:: EXCERPTED RECORDS ::
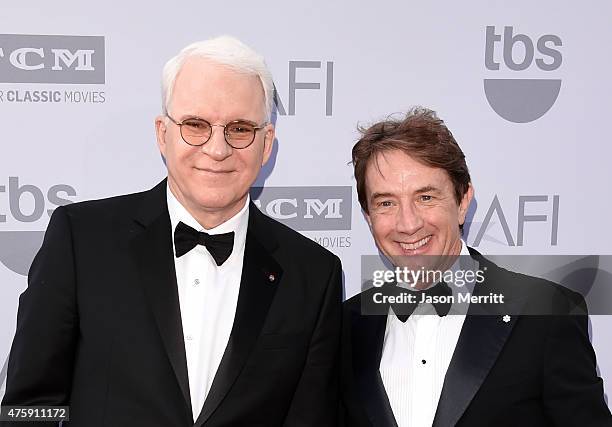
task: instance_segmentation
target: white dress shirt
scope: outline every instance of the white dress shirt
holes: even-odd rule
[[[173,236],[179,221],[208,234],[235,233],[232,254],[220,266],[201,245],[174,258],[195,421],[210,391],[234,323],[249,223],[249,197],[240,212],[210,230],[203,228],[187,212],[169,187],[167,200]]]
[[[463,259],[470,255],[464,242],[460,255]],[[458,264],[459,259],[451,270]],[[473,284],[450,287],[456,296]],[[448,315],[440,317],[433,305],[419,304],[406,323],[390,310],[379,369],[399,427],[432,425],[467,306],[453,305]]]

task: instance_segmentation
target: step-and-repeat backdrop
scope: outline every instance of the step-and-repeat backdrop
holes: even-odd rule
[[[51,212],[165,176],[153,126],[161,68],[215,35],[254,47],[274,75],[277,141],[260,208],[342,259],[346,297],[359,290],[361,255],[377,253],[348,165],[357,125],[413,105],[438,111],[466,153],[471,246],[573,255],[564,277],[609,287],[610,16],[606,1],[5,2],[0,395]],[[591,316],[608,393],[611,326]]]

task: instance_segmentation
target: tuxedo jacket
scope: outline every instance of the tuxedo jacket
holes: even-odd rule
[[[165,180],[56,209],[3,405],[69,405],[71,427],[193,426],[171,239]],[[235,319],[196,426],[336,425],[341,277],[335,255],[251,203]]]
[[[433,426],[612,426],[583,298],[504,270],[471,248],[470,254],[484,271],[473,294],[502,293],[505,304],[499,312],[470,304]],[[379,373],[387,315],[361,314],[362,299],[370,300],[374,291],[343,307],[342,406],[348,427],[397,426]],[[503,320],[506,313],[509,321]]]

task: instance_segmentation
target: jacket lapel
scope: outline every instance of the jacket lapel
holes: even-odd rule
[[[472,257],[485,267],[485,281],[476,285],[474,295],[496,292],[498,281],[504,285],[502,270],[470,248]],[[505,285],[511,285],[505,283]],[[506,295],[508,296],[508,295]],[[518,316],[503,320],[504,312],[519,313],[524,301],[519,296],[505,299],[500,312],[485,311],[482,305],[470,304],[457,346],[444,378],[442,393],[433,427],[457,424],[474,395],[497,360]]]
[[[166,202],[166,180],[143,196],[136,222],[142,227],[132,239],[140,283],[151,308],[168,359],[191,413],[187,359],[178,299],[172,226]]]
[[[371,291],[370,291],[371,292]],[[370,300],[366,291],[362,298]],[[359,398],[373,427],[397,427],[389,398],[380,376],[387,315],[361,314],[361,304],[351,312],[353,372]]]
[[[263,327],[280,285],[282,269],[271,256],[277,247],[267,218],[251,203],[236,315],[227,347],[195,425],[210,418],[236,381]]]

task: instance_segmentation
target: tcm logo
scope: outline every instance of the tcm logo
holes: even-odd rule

--

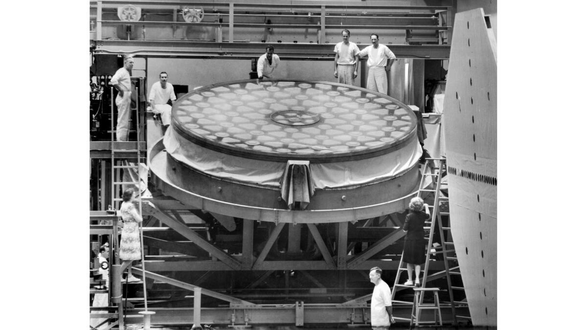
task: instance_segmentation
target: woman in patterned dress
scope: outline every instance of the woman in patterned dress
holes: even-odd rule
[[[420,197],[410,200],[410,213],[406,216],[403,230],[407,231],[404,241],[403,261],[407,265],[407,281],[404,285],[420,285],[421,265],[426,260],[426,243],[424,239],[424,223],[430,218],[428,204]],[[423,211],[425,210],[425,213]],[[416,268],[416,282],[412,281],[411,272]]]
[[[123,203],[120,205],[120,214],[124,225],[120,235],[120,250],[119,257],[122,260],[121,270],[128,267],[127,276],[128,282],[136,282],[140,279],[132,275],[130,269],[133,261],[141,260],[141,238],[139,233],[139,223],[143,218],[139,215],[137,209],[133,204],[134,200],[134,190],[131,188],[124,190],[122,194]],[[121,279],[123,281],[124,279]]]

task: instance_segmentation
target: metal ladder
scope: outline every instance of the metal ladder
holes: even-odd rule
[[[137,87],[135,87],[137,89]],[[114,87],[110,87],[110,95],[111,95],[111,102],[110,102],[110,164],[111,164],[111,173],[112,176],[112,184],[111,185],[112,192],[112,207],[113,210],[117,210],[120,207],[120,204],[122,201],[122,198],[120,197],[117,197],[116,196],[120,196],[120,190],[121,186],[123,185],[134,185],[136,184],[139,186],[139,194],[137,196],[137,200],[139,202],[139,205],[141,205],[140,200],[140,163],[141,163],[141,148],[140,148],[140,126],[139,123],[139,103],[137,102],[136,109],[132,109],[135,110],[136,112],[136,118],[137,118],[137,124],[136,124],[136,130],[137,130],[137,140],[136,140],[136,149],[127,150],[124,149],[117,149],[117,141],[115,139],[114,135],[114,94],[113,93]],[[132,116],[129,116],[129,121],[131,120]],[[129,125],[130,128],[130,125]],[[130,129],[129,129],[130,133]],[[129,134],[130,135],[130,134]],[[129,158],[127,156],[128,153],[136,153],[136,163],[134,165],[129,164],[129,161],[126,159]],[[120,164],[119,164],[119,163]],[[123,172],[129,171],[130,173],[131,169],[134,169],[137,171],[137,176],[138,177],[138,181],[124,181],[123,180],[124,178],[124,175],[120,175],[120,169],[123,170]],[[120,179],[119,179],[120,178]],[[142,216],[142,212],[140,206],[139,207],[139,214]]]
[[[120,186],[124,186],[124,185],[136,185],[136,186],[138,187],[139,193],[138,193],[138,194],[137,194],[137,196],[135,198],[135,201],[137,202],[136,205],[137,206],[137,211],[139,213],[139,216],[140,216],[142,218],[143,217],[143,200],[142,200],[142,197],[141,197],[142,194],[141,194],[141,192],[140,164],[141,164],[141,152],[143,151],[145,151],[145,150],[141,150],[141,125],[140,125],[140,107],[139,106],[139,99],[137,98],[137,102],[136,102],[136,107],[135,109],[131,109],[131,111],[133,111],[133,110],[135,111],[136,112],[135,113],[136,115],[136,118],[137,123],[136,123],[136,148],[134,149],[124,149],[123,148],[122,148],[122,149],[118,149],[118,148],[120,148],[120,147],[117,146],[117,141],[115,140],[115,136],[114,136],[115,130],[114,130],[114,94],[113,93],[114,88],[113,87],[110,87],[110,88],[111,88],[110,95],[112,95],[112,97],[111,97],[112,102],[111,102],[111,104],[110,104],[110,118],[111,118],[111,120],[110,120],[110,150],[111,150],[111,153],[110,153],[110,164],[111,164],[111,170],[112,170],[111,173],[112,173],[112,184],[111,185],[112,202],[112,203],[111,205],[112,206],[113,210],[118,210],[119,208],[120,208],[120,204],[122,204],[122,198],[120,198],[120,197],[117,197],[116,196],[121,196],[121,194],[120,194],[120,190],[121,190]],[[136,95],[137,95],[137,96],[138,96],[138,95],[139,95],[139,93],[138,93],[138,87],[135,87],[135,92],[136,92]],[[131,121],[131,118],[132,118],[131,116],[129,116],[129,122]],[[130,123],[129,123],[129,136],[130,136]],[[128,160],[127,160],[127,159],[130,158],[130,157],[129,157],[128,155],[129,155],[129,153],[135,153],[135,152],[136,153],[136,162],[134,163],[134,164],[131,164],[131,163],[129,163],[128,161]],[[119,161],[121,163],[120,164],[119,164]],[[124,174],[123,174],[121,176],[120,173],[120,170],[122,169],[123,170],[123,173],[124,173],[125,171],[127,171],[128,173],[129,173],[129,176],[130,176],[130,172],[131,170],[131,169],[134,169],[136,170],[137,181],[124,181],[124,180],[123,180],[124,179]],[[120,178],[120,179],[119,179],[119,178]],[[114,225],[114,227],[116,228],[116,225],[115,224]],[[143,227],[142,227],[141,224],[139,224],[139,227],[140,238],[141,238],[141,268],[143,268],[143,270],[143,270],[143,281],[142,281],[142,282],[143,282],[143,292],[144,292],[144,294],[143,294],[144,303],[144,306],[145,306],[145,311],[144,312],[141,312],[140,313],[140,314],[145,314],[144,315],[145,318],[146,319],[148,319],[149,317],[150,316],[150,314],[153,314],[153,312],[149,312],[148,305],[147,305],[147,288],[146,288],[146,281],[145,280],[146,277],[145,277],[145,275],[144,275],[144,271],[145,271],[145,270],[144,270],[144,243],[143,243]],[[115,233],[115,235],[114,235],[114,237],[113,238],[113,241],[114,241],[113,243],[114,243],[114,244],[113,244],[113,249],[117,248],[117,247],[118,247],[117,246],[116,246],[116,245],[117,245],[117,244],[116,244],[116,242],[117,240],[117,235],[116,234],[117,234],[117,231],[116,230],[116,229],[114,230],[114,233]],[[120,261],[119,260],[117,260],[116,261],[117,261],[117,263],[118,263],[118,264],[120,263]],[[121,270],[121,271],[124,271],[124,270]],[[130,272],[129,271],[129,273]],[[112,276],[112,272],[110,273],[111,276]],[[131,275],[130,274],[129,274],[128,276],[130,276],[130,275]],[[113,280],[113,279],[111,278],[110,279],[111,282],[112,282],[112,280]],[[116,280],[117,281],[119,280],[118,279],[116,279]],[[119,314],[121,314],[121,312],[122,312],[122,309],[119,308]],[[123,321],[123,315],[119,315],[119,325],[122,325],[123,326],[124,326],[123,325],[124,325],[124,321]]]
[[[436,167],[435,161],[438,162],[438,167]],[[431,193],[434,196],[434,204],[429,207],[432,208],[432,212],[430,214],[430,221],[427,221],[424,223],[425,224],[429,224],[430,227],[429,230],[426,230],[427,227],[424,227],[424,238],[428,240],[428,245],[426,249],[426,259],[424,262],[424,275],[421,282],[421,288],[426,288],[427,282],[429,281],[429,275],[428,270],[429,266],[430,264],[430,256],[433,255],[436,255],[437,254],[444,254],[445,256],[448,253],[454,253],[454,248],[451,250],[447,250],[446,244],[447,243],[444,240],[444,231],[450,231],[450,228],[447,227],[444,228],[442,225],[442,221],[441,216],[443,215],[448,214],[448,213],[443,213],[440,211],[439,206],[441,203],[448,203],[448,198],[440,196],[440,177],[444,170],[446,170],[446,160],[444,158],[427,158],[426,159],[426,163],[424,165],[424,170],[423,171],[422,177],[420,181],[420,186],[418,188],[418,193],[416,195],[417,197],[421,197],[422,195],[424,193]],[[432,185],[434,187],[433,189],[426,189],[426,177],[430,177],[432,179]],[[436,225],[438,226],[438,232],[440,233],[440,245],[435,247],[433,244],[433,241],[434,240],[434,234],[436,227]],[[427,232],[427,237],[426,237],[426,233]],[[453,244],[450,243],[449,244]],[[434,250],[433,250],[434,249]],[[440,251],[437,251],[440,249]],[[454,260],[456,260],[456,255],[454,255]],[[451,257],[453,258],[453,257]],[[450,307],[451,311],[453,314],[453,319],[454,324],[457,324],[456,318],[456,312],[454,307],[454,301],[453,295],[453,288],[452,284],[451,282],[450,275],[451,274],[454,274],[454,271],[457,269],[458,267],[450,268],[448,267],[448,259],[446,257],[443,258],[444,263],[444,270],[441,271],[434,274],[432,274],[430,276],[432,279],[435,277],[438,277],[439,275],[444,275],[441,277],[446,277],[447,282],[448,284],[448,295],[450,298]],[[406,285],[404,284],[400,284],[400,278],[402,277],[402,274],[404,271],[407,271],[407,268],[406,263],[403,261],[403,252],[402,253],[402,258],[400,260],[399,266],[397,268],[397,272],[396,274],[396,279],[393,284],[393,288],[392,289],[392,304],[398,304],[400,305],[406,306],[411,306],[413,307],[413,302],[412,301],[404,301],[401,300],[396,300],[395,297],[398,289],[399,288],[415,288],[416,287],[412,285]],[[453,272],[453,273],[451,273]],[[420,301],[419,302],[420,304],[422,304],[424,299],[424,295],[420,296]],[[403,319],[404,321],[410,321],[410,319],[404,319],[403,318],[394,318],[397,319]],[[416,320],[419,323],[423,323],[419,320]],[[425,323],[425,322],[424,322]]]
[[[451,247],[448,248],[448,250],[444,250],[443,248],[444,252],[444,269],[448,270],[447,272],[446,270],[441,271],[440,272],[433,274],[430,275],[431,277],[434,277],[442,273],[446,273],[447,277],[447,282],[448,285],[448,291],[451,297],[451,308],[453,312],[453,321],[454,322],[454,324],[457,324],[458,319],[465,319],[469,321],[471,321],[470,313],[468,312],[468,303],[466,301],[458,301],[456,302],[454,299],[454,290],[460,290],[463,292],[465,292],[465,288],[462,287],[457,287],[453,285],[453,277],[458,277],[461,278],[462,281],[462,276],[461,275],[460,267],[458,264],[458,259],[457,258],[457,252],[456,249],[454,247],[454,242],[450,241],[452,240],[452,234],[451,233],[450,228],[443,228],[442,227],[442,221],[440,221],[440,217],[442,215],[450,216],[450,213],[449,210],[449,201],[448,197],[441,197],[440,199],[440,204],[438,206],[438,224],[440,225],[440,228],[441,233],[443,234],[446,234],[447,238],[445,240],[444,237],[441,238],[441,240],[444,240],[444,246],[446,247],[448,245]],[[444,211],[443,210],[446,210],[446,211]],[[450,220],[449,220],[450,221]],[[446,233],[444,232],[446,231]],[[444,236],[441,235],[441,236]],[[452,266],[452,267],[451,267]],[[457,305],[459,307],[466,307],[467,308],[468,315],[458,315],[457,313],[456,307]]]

:: SHORT PROBLEM ::
Extract each line of the data above that contains the string "outline".

:: RESPONSE TO THIS TASK ::
scope: outline every instance of the white dress shirt
scope: outline every instance of the step-and-repeat backdrop
scope: outline every instance of the tuxedo jacket
scope: outline every instance of the jacket lapel
scope: outline every instance of the tcm logo
scope: outline every instance of the woman in patterned dress
scope: outline every instance of the metal ladder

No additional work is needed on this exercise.